_Task instructions_
Could you gather every line below that contains the word "handle" and copy each one out?

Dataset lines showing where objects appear
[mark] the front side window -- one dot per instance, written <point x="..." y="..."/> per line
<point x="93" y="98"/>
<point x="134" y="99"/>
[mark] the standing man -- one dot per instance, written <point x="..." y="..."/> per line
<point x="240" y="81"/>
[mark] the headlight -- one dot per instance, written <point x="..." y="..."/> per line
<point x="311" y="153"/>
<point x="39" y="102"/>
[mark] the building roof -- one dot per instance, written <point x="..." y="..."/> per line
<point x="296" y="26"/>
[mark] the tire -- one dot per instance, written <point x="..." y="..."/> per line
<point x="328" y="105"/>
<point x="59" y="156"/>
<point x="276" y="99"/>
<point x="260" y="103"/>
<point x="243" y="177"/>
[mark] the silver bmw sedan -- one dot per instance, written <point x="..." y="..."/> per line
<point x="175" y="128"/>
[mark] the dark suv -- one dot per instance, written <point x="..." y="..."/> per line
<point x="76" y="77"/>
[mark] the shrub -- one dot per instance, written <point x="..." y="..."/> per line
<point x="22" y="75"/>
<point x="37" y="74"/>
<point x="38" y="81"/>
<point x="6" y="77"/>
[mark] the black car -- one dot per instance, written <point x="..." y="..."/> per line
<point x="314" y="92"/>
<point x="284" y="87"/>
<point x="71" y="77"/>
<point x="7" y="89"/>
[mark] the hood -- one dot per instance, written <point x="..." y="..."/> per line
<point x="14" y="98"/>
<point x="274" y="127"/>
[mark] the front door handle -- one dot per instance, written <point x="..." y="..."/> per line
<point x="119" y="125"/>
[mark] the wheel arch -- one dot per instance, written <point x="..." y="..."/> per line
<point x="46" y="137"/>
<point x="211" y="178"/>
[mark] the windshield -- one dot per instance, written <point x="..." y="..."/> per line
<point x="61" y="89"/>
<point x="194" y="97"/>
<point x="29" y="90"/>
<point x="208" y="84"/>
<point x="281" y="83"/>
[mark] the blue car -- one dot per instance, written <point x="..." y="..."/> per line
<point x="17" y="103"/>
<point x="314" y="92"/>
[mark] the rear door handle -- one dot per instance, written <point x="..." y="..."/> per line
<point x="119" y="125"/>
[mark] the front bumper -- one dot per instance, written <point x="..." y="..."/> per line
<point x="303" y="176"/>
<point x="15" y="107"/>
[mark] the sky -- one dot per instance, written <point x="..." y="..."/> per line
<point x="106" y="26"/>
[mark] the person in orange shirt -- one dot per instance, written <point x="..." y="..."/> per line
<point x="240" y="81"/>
--
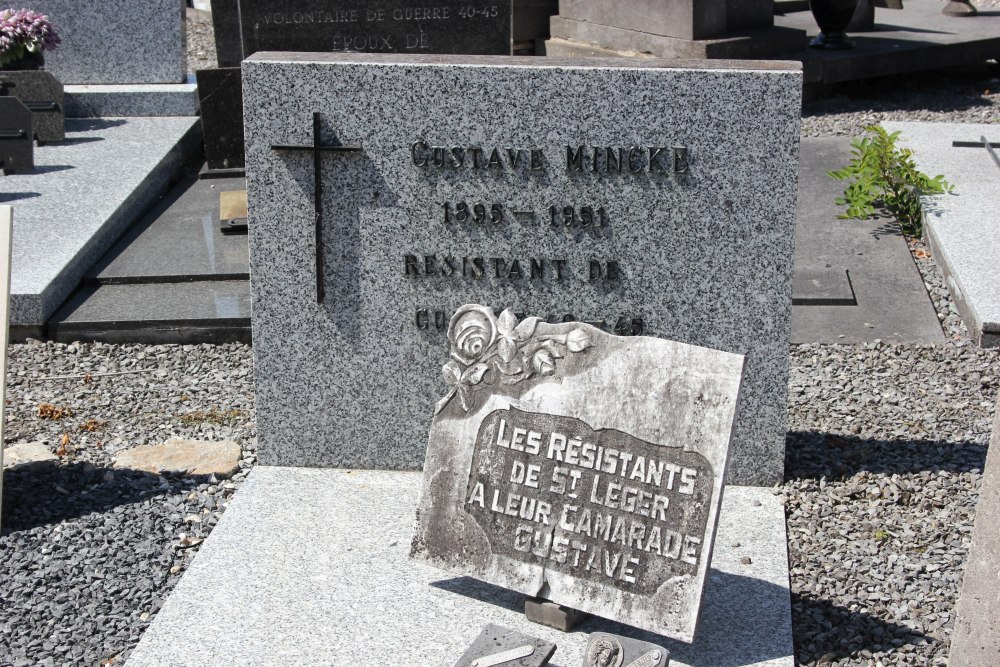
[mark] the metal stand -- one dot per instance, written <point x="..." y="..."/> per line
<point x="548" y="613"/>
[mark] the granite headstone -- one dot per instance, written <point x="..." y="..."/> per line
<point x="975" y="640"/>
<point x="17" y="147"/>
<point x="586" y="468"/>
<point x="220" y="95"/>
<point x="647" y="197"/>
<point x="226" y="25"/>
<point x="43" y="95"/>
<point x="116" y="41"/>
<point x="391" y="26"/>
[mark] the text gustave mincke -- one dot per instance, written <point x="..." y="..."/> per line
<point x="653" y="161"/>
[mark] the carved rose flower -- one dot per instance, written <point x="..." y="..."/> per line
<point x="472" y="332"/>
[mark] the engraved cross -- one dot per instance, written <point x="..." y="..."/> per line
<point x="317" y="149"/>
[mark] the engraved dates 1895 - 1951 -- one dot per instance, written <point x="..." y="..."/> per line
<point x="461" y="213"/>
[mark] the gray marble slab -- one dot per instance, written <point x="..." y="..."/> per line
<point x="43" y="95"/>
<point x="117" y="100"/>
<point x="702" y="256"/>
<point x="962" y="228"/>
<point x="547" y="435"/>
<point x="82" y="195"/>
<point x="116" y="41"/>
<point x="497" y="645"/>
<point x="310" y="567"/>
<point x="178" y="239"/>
--
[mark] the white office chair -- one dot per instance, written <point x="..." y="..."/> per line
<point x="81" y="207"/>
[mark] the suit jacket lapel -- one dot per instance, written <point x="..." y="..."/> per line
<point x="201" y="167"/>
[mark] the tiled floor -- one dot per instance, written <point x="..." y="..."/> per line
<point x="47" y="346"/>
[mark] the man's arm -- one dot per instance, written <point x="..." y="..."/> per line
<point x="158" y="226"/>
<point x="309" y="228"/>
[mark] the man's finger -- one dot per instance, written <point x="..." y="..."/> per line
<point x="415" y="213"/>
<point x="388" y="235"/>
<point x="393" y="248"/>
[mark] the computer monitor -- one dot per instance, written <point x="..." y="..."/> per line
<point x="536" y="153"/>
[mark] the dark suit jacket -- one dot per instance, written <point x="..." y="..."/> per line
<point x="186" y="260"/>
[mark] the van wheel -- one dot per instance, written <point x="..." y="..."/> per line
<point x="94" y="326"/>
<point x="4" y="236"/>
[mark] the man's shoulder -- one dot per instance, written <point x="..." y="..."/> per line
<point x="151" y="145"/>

_Solution to this exercise_
[mark] the front door handle -- one dot per instance, written <point x="..." y="..."/> per line
[mark] the rear door handle -- one dot per instance, written <point x="..." y="..."/> per line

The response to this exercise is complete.